Reproduce the lines below from the first one through the line containing "[1,0,341,78]", inclusive, without copying the pictures.

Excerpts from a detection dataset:
■ ■ ■

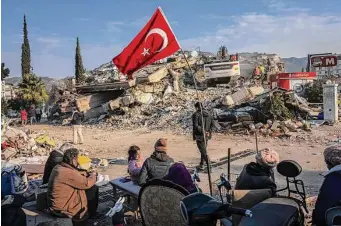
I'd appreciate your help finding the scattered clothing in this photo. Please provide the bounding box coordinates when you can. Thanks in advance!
[138,139,174,185]
[235,162,277,194]
[164,163,197,193]
[313,164,341,226]
[47,162,96,219]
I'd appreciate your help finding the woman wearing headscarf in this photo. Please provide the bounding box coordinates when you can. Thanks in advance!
[164,162,198,193]
[138,138,174,185]
[235,148,279,194]
[313,145,341,226]
[43,143,73,184]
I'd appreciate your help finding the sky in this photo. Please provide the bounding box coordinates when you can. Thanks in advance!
[1,0,341,78]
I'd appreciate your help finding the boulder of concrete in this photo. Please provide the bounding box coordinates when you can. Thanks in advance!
[231,87,252,104]
[134,91,154,104]
[109,98,121,111]
[249,86,264,97]
[84,106,107,120]
[120,95,135,106]
[138,85,154,93]
[148,67,168,83]
[222,95,234,107]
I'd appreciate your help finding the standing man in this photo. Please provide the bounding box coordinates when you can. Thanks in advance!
[192,102,213,169]
[71,108,84,144]
[36,107,42,122]
[28,105,37,125]
[20,107,27,125]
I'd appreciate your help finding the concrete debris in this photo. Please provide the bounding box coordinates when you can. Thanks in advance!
[50,50,321,136]
[1,126,56,160]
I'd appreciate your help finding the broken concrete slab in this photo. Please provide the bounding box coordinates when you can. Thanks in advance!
[134,90,154,104]
[147,67,168,83]
[121,95,135,106]
[249,86,264,97]
[109,98,121,111]
[84,106,107,120]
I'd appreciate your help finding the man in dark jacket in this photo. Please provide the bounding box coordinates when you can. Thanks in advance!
[138,138,174,185]
[192,102,213,168]
[235,148,279,194]
[43,143,72,184]
[313,145,341,226]
[28,105,37,125]
[71,109,84,144]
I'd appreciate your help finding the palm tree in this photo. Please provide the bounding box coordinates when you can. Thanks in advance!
[19,74,48,104]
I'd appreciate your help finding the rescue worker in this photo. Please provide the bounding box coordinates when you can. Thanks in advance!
[192,102,213,169]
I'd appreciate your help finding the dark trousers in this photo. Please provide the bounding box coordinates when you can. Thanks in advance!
[72,185,98,226]
[36,114,41,122]
[85,185,98,217]
[196,140,207,166]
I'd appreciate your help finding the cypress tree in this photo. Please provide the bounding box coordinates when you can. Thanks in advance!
[21,15,31,77]
[75,37,85,83]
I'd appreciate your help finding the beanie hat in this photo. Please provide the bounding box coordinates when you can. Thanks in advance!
[323,145,341,168]
[256,148,279,167]
[154,138,168,151]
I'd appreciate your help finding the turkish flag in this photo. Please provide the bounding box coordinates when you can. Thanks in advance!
[112,7,180,79]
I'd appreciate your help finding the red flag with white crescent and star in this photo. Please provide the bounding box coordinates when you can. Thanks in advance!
[112,7,180,79]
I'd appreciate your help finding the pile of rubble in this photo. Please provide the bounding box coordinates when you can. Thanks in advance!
[50,51,320,135]
[1,125,56,160]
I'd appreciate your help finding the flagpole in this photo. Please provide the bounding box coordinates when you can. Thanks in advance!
[180,49,213,196]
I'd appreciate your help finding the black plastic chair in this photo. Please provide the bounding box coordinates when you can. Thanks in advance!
[277,160,309,213]
[326,206,341,226]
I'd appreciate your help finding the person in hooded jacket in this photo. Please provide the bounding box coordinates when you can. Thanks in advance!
[192,102,213,168]
[313,145,341,226]
[235,148,279,195]
[138,138,174,185]
[43,143,73,184]
[163,162,198,193]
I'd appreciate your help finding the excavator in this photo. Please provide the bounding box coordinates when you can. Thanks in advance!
[204,46,240,86]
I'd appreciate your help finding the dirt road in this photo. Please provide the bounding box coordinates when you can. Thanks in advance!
[24,125,338,195]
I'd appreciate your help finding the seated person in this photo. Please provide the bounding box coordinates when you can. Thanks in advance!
[43,143,72,184]
[128,145,143,182]
[47,148,97,225]
[138,138,174,185]
[163,162,198,193]
[235,148,279,194]
[313,145,341,226]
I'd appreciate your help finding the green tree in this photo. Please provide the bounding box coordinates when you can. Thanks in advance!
[75,37,85,83]
[1,63,10,80]
[19,74,49,105]
[21,15,31,77]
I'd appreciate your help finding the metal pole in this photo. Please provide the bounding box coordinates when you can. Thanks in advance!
[180,49,213,196]
[227,148,231,182]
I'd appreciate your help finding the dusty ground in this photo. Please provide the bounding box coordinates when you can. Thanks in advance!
[23,122,340,195]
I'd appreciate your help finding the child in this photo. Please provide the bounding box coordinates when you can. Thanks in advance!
[128,145,143,182]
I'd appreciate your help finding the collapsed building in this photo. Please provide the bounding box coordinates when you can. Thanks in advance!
[49,50,320,134]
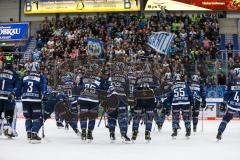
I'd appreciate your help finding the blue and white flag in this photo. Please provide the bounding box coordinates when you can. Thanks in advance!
[87,38,103,57]
[148,32,175,54]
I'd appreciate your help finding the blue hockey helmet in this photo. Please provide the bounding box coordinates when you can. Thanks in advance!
[143,63,151,72]
[116,62,125,71]
[29,62,40,72]
[164,72,172,80]
[174,73,183,81]
[233,67,240,78]
[192,74,199,82]
[89,63,99,71]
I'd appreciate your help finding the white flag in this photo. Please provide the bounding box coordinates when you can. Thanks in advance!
[148,32,175,54]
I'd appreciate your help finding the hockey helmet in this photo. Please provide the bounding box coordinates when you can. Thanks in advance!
[233,67,240,78]
[174,73,183,81]
[143,63,151,72]
[116,62,125,71]
[29,62,40,72]
[164,72,172,80]
[192,74,199,82]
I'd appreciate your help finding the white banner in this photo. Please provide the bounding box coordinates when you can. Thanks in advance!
[148,32,175,55]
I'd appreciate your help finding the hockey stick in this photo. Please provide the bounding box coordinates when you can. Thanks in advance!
[0,112,5,136]
[42,102,45,138]
[98,107,106,127]
[11,102,18,137]
[202,108,204,133]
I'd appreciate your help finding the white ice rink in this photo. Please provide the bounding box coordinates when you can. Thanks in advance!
[0,119,240,160]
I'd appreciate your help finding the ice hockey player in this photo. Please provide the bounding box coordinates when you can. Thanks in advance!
[132,63,159,141]
[216,68,240,140]
[190,74,206,132]
[157,72,173,131]
[127,66,136,124]
[78,63,101,142]
[57,72,81,136]
[0,61,20,138]
[22,62,47,143]
[170,73,193,138]
[107,62,130,143]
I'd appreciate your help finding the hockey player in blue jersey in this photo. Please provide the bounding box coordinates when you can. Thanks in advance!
[132,63,159,141]
[78,63,101,142]
[0,61,20,138]
[190,74,206,132]
[107,62,130,143]
[57,72,81,136]
[170,73,193,138]
[21,62,47,143]
[157,72,173,130]
[216,68,240,140]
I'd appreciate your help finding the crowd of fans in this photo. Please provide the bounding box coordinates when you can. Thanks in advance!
[17,13,225,87]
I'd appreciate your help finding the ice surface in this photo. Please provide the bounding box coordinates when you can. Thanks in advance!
[0,119,240,160]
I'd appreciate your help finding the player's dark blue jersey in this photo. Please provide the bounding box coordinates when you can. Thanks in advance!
[22,73,47,102]
[108,71,129,97]
[134,72,160,99]
[128,73,136,102]
[78,71,101,102]
[190,82,206,102]
[170,82,193,106]
[157,80,173,107]
[0,69,20,99]
[224,80,240,111]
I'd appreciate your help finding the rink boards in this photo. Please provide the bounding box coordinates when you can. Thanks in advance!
[16,98,238,120]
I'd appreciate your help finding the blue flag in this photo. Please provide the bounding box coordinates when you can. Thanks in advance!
[148,32,175,55]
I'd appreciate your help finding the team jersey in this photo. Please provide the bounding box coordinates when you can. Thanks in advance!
[0,69,20,99]
[170,82,192,106]
[108,71,129,97]
[134,72,159,99]
[190,83,205,102]
[160,80,173,106]
[128,73,136,103]
[224,80,240,111]
[78,70,101,103]
[22,72,47,102]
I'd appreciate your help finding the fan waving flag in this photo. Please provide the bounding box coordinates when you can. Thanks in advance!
[148,32,175,55]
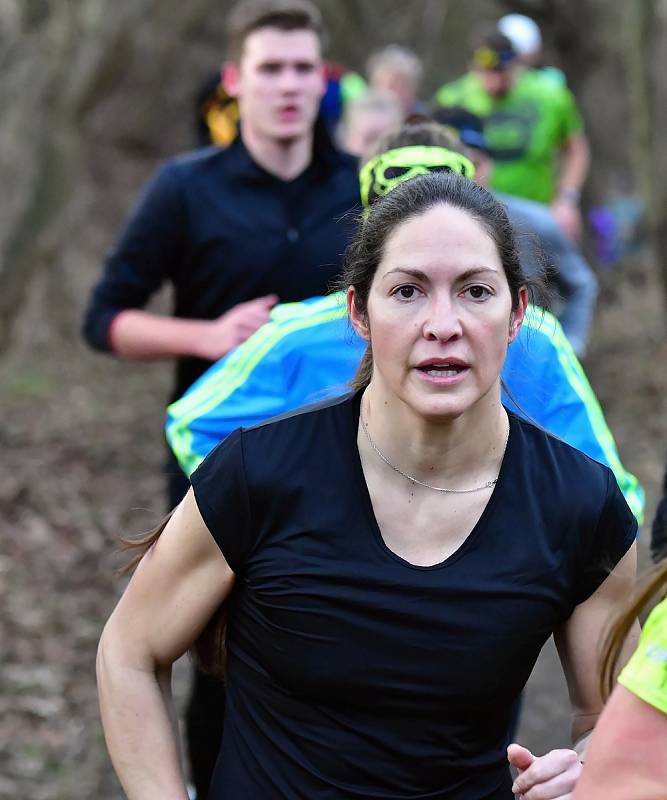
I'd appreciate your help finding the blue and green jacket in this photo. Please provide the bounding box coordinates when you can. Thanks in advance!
[166,294,644,523]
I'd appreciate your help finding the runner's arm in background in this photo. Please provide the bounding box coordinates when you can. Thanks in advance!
[573,686,667,800]
[83,164,278,360]
[97,491,234,800]
[508,545,639,800]
[551,132,591,242]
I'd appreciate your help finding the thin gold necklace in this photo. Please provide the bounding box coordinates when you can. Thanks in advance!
[359,411,510,494]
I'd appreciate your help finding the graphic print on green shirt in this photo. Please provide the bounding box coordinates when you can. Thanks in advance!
[435,70,583,203]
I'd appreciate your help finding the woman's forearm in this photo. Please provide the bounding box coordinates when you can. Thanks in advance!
[97,634,188,800]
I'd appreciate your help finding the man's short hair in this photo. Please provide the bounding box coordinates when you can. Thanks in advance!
[366,44,424,87]
[226,0,324,61]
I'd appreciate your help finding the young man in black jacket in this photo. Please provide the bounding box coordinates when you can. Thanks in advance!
[84,0,359,800]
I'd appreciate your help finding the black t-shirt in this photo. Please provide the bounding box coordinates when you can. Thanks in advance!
[192,393,636,800]
[84,134,359,406]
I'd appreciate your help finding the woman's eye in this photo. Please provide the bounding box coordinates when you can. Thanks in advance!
[394,286,417,300]
[466,286,491,300]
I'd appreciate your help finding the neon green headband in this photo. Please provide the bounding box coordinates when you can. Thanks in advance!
[359,145,475,208]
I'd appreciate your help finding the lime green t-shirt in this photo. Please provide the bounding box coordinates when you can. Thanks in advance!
[435,69,583,203]
[618,598,667,714]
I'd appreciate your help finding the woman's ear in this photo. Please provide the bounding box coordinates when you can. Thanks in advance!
[508,286,528,344]
[347,286,371,342]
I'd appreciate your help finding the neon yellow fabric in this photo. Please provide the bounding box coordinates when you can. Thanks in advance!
[618,598,667,714]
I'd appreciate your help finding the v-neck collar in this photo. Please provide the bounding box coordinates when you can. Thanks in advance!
[346,389,516,570]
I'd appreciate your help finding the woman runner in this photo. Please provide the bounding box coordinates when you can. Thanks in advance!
[574,562,667,800]
[98,173,636,800]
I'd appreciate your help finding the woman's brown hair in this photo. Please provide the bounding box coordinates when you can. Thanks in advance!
[600,561,667,700]
[116,509,227,678]
[337,159,547,390]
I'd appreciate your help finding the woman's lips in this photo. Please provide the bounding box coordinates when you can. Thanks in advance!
[415,359,470,385]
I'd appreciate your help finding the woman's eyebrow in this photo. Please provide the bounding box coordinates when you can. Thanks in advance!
[382,266,498,281]
[382,267,430,281]
[456,266,498,281]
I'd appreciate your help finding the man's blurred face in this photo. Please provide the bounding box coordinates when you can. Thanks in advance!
[224,28,325,142]
[479,64,516,98]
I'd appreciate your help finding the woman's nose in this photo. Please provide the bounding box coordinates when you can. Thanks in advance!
[423,298,463,342]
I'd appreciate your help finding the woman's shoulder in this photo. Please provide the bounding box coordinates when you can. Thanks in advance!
[507,410,615,495]
[241,390,357,452]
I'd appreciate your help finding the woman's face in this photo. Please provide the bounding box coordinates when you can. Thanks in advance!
[348,204,527,419]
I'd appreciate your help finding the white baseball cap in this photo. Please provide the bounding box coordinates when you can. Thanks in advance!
[498,14,542,56]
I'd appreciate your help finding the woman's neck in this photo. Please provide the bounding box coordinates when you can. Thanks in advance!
[361,381,509,488]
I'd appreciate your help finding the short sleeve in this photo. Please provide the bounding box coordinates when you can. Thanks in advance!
[562,87,584,139]
[618,599,667,714]
[574,468,637,605]
[190,429,252,574]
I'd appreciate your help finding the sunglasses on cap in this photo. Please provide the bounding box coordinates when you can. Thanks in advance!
[359,145,475,208]
[472,47,516,71]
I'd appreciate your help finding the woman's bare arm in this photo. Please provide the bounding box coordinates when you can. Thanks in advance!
[97,490,234,800]
[573,686,667,800]
[508,545,639,800]
[554,545,640,755]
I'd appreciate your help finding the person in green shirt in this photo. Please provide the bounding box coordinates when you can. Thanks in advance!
[435,32,589,241]
[572,561,667,800]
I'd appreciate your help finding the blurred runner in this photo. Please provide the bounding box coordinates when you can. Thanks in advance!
[651,466,667,563]
[195,61,366,147]
[338,89,403,157]
[573,562,667,800]
[435,33,589,241]
[85,0,359,800]
[433,106,598,358]
[366,44,427,118]
[498,14,567,86]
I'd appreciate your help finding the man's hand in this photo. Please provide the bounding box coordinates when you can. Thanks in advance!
[551,198,583,244]
[507,744,581,800]
[196,294,278,361]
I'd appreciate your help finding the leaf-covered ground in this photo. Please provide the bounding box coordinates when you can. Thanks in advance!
[0,264,667,800]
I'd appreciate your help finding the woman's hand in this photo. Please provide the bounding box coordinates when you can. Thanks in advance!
[507,744,581,800]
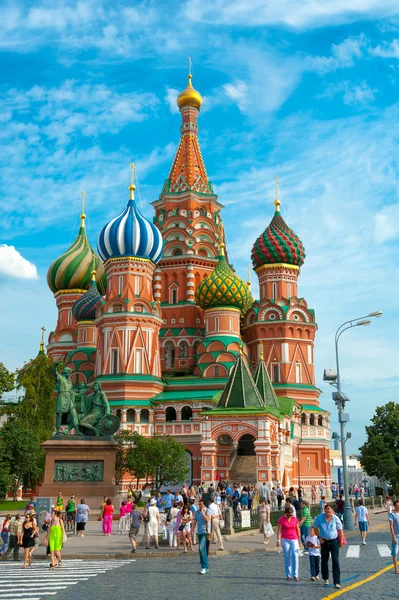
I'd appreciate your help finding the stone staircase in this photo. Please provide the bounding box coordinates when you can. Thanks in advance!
[230,456,257,485]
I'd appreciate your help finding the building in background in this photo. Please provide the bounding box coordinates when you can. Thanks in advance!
[43,75,331,488]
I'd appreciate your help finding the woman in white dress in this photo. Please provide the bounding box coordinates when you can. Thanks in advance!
[146,498,160,550]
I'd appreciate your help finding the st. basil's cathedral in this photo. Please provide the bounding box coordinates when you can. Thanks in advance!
[47,75,331,488]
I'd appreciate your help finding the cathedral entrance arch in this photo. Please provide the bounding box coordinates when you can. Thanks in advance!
[237,433,255,456]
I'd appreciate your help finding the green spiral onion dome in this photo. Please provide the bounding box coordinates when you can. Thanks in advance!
[47,214,106,295]
[251,202,306,269]
[195,245,251,312]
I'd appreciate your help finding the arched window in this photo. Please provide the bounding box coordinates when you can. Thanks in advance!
[181,406,193,421]
[126,408,136,423]
[140,408,150,423]
[165,406,176,423]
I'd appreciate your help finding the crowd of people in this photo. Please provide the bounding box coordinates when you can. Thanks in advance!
[0,482,399,588]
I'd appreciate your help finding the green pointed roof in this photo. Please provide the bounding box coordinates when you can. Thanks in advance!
[216,354,266,410]
[254,356,280,408]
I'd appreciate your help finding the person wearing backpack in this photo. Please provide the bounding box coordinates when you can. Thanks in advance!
[65,496,76,524]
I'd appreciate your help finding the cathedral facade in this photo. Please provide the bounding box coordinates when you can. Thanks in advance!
[47,75,331,487]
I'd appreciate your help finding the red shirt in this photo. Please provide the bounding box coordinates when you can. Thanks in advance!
[278,516,298,540]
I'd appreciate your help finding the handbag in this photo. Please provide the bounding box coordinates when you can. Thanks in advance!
[263,521,274,537]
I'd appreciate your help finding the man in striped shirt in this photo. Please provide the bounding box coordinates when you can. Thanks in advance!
[4,515,22,560]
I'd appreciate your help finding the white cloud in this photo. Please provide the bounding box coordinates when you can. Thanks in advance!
[186,0,399,29]
[370,40,399,58]
[0,244,38,279]
[306,34,369,73]
[319,81,377,108]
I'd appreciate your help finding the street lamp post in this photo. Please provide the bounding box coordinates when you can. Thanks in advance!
[324,310,382,529]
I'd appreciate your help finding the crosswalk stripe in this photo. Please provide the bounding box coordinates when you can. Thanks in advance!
[346,545,360,558]
[0,559,136,600]
[377,544,391,557]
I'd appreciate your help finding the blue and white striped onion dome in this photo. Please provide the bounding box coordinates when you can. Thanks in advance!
[97,199,163,263]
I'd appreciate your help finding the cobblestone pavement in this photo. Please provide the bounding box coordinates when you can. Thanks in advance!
[49,529,399,600]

■ ■ ■

THE RESULT:
I'd appreciate your help finding the scattered clothing in this photo. Please provide the bounding box coordinates when you can. Thanks in advance!
[138,139,174,185]
[235,162,277,194]
[164,163,197,193]
[313,164,341,226]
[47,162,96,219]
I'd appreciate your help finding the woman wearing headscarf in this photo. Please provide the bounding box coordinates when you can. Thanks in advance!
[164,162,198,193]
[138,138,174,185]
[235,148,279,194]
[313,145,341,226]
[43,143,73,184]
I'd appreciate your help finding the sky in this photo. Please provide the bounding box coordinates when you can. Thanks in advance!
[1,0,341,78]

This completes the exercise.